(Dataset rows on where objects appear)
=-=-=
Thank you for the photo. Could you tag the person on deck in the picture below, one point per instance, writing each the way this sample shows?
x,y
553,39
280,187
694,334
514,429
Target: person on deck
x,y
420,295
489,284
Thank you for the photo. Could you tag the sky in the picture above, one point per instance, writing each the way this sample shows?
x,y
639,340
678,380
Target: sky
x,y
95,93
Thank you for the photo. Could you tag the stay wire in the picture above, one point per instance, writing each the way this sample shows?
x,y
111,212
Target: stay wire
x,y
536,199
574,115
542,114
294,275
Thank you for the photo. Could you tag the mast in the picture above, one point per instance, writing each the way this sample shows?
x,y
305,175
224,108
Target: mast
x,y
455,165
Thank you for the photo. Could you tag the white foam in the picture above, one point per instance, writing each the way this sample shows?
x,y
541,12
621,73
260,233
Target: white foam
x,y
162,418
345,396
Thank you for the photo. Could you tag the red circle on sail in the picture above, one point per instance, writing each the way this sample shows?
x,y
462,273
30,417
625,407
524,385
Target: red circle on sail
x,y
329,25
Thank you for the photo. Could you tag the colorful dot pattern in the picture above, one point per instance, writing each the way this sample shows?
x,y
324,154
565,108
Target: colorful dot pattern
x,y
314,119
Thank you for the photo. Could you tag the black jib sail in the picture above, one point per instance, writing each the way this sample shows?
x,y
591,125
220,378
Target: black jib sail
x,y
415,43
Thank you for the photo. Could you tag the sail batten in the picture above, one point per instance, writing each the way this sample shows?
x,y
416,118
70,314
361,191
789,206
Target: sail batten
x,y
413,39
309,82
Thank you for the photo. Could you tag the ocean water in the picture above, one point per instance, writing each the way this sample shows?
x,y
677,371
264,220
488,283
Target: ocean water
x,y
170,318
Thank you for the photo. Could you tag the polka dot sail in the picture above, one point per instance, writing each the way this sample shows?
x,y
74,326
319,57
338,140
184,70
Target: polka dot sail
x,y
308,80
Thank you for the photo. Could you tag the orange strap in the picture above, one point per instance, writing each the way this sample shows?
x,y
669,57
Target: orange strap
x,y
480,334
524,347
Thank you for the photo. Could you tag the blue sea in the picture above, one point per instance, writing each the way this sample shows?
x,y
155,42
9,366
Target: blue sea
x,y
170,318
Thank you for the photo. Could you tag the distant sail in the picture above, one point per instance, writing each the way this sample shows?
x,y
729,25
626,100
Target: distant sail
=-=-=
**What you need to do:** Copy out all the entries shown above, character for character.

**Full output:**
Thank you for the photo. Could you tag the person on deck in the picture below, one point per instance, writing each the way this sample shows?
x,y
553,39
280,187
694,334
514,429
Target: person on deck
x,y
420,295
489,284
Thank you for the photo. Could you tag the sky in the picture above, one point per instance, writing each the way this sample shows?
x,y
639,340
678,380
Target: sky
x,y
95,93
Thank you for the photo. Could you tag the stay wire in the picture above, one point per instance, writing each the way this sample shows?
x,y
111,212
Target: stay wire
x,y
536,199
574,115
542,114
294,275
Thank you for the photo. Could you tag the mast in the picture above, one point per instance, writing each the way this sample shows?
x,y
305,175
224,108
Target: mast
x,y
455,165
Thank you for the photo. Could you tag the white foam in the picture above, one point per instance, writing each the way this sample shows?
x,y
541,12
621,73
260,233
Target: white foam
x,y
162,418
345,396
Thank you for the photo. Could you tag the red circle on sail in the picture above, one point per instance, writing each the way this sample shows?
x,y
462,273
30,417
625,407
524,385
Target: red circle on sail
x,y
329,25
Thank you for the photo. Could you tag the colorful dot pattern in the picture above, one point per instance, writing each the way this sample shows?
x,y
324,154
565,108
Target: colorful dot pattern
x,y
314,119
Thank you for the photo. Could you tag the black jib sail in the picture above, one point per instance, writing each the way this sample shows?
x,y
591,125
220,378
Target: black jib sail
x,y
415,43
Thank you for the photo. Could you tag the sail batten in the picture above, one point per instance, writing each the way this sample shows?
x,y
416,118
70,314
361,191
789,206
Target: sail batten
x,y
413,39
309,82
Thank you for the photo. Could you tag the ocean water in the picture above, one point per instance, writing each the way this sample shows?
x,y
677,371
264,220
488,283
Target: ocean water
x,y
170,318
Thank you for the photo. Could you tag the polka dot sail in the picture above, one point per instance, writing each the way this sample shows?
x,y
74,326
319,57
338,140
184,70
Target: polka dot sail
x,y
308,80
Thank you for the photo. Could you tag the orange strap in the picture above, one point per instance, writing each the way this sample shows?
x,y
669,57
Target: orange strap
x,y
480,334
524,347
Thank you for the photo. Could you tag the blue sea in the picture above, one point per instance, writing each the way this sample shows?
x,y
155,42
9,366
Target: blue sea
x,y
170,318
Thank you for the photo. Could you tag the distant sail in the picture above, one point per instance, writing each the way this sample shows?
x,y
729,25
626,100
Target: distant sail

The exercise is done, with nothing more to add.